[Gegeven tekst]
^^^^^^^^
Wat is een moedertaal?
Slide 11 - Mind map
De eerste taal die iemand van huis uit leert en meestal het beste beheerst. Voor
veel ISK-leerlingen is het Nederlands niet de moedertaal.
Welke religies zijn er allemaal?
Slide 12 - Mind map
Geloof een aanbidding rond één of meerdere goden, vaak met eigen rituelen en
waarden. Voorbeelden zijn: christendom, islam, jodendom, hindoeïsme en
boeddhisme.
Cultuur - aspecten
Nu weten we wat cultuur is, maar uit welke aspecten bestaat het?
Taal
Religie
Waarden en normen
Tradities en rituelen
Symbolen
Kunst
Kleding
Eetgewoonten
Slide 13 - Slide
1. Laat leerlingen nadenken over welke aspecten er zijn.
2. Leg ieder aspect klassikaal uit en laat leerlingen voorbeelden bedenken.
Jouw eigen ijsberg
Taal - Religie - Waarden en normen - Tradities en rituelen - Symbolen
- Kunst - Kleding - Eetgewoonten
Neem deze 9 aspecten over en vul voor jezelf in.
Teken de ijsberg groot over in je schrift
Plaats nu jouw 9 aspecten in de ijsberg (zijn ze zichtbaar of niet-zichtbaar?
Slide 14 - Slide
stap 1 (individueel): Leerlingen schrijven de 9 aspecten over in hun schrift en gaan per aspect voorbeelden opschrijven die in hun eigen leven van toepassing zijn.
stap 2: Leg uit hoe de ijsberg werkt. Sommige zaken zijn zichtbaar, andere onzichtbaar.
Stap 3 (in tweetallen): Leerlingen dienen hier hun antwoorden van stap 1 in te vullen in hun eigen ijsberg.
Slow Looking
Slide 15 - Slide
Laat de leerlingen 30 seconden naar de foto kijken.
Slow Looking
Geef individueel antwoord op de volgende vragen:
Wat zie je op de foto?
Wat kan deze persoon zien en voelen?
Wat zou deze persoon denken?
Wat zou belangrijk zijn voor deze persoon?
Schrijf een tekst vanuit deze persoon waarin je antwoord geeft op bovenstaande vragen.
Slide 16 - Slide
Nadat leerlingen individueel antwoord geven in hun schrift ga je de klassikale discussie aan: 'waarom vertoont deze persoon dit gedrag'? Stuur er hierbij op aan dat jullie het over een zwerver hebben die op zoek is naar voedsel.
In het klassengesprek kun je verschillende leerlingen aan het woord laten om te kijken of verschillende perspectieven zijn. Leerlingen uit individuele culturen zullen bijvoorbeeld wijzen op feit dat deze persoon waarschijnlijk persoonlijke fouten heeft gemaakt in het leven. Leerlingen uit collectivistische culturen zullen juist wijzen op het falen van de samenleving als geheel. Het doel is dat leerlingen gaan inzien dat er ook andere perspectieven mogelijk zijn.
^^^^^^^^
[Verzamelde gegevens]
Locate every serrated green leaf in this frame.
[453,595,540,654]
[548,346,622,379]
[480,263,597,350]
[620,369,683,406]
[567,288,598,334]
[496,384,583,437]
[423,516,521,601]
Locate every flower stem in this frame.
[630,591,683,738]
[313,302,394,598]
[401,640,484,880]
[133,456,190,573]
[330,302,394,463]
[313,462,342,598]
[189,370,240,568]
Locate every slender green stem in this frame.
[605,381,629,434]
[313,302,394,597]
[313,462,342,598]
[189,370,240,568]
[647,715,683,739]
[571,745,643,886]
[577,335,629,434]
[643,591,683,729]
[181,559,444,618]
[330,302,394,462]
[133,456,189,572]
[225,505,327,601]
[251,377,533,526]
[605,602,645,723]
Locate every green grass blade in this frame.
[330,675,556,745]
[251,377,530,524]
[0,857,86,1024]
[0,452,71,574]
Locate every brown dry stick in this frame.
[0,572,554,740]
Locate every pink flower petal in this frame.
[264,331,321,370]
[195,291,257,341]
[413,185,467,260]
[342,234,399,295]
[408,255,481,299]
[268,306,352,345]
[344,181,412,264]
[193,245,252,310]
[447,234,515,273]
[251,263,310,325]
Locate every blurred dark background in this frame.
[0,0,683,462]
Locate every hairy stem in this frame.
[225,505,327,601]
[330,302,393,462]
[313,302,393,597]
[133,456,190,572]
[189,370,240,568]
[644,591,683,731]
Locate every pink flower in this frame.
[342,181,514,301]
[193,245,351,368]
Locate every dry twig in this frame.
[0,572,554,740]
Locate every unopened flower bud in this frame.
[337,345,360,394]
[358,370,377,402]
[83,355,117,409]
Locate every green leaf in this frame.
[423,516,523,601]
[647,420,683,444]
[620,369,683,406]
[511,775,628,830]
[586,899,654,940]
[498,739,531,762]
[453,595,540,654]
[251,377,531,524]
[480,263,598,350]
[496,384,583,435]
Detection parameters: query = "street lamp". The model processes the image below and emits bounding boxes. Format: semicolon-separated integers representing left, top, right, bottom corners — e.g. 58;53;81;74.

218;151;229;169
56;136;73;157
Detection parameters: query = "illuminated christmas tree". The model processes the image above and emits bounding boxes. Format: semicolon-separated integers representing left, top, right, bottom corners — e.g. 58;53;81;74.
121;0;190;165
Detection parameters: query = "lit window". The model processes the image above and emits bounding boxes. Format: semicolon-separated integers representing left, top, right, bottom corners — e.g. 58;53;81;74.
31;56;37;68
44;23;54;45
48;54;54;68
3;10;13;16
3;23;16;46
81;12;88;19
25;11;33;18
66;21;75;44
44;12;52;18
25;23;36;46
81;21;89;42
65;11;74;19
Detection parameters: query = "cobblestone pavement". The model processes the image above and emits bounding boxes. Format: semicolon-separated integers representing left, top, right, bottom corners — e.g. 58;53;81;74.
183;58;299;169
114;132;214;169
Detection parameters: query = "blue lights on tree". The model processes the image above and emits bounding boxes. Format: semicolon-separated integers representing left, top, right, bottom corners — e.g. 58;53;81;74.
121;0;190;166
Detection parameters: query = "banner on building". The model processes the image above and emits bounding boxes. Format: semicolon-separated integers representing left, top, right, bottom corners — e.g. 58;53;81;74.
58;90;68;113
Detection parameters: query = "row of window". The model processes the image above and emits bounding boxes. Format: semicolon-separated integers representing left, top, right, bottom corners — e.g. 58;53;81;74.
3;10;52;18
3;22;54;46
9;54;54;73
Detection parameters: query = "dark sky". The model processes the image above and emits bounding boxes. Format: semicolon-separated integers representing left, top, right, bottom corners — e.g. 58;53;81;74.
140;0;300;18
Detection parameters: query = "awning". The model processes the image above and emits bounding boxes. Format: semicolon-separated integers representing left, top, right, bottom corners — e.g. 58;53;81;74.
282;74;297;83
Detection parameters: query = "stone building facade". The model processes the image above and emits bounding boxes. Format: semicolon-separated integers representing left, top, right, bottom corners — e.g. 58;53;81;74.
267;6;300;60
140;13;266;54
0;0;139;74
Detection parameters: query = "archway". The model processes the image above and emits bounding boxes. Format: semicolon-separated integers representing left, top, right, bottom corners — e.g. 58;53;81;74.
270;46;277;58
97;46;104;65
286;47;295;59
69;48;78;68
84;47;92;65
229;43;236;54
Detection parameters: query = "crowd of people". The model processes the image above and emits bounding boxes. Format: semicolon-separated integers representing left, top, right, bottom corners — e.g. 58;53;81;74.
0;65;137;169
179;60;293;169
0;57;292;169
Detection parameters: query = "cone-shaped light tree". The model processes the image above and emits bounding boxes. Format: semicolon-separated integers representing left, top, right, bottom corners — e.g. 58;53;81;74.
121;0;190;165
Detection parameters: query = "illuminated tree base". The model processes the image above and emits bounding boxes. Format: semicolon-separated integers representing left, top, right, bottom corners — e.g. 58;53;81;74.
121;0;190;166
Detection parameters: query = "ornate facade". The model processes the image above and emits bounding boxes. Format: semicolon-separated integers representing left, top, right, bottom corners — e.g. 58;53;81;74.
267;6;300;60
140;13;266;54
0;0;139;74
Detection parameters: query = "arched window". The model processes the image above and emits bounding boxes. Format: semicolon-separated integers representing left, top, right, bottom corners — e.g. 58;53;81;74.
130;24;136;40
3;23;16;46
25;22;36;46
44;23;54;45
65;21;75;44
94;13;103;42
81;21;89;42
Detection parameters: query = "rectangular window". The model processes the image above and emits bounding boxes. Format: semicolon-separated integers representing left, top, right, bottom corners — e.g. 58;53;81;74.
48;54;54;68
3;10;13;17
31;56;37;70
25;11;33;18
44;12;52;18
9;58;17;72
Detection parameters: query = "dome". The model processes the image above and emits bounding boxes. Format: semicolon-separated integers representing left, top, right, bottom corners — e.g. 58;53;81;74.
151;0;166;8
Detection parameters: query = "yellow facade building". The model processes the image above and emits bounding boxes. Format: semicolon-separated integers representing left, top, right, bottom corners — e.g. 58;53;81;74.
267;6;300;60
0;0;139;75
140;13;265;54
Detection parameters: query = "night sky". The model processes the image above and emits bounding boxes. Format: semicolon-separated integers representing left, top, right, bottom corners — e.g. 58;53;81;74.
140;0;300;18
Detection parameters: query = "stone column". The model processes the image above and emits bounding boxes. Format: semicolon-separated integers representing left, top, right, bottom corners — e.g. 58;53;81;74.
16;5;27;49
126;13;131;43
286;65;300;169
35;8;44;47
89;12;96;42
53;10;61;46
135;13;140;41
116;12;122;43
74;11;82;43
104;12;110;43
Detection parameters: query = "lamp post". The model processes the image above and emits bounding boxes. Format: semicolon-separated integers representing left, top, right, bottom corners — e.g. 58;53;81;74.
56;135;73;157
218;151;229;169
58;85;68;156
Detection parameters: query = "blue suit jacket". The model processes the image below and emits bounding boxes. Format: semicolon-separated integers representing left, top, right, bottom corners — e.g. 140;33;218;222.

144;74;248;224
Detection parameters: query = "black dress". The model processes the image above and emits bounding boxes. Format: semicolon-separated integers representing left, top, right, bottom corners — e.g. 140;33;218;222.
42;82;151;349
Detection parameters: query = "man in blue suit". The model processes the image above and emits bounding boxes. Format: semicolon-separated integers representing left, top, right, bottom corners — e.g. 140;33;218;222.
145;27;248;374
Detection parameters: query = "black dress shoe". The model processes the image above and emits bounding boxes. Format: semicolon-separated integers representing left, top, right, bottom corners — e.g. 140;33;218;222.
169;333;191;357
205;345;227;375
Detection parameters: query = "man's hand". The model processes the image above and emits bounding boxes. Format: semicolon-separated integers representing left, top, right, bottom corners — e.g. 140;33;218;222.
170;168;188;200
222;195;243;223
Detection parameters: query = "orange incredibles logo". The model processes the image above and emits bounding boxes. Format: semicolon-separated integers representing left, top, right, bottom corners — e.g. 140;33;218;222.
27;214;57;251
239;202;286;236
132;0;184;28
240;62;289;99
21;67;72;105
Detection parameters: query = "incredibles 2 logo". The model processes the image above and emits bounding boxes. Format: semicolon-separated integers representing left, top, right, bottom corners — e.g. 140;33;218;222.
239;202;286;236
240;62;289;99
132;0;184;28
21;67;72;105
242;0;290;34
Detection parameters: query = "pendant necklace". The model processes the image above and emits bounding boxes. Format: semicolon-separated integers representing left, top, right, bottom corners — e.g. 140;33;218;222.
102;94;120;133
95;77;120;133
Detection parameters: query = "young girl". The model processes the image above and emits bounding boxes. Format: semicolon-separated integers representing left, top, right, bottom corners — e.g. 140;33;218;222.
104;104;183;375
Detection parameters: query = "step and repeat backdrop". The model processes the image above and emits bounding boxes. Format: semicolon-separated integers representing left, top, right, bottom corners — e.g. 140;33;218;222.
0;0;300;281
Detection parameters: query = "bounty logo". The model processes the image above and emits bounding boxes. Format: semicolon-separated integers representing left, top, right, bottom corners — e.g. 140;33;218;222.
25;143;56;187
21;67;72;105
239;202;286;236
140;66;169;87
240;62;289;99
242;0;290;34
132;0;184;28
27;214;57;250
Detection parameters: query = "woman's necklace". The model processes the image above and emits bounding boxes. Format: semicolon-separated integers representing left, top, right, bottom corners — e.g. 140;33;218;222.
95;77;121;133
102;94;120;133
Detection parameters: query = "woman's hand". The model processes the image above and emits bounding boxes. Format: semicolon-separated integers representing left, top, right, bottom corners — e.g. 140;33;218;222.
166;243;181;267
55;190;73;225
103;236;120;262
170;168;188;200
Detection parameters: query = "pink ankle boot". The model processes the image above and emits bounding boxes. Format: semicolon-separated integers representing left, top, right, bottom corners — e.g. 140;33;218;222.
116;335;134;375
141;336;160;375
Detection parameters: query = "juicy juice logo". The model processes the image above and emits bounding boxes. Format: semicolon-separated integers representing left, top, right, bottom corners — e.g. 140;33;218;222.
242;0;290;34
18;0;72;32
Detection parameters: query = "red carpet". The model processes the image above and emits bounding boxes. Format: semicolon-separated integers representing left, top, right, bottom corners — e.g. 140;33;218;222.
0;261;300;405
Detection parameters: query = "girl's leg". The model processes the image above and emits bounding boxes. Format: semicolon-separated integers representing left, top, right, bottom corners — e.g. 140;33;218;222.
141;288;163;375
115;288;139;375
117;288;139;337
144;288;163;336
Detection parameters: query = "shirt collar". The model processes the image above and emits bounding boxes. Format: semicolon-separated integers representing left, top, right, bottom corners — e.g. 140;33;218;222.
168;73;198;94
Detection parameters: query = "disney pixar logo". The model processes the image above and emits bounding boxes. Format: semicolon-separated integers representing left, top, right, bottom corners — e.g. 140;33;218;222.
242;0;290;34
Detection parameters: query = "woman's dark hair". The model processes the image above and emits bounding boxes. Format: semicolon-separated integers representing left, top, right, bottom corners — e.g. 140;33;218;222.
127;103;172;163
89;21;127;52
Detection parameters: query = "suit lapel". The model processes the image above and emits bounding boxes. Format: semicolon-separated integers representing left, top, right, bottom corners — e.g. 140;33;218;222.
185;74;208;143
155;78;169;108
^^^^^^^^
[Werkopdracht] Geef uit de tekst over cultuur het stuk vanaf "Slide 11 - Mind" tot en met "boeddhisme." woord voor woord terug.

[Antwoord op opdracht]
Slide 11 - Mind map
De eerste taal die iemand van huis uit leert en meestal het beste beheerst. Voor
veel ISK-leerlingen is het Nederlands niet de moedertaal.
Welke religies zijn er allemaal?
Slide 12 - Mind map
Geloof een aanbidding rond één of meerdere goden, vaak met eigen rituelen en
waarden. Voorbeelden zijn: christendom, islam, jodendom, hindoeïsme en
boeddhisme.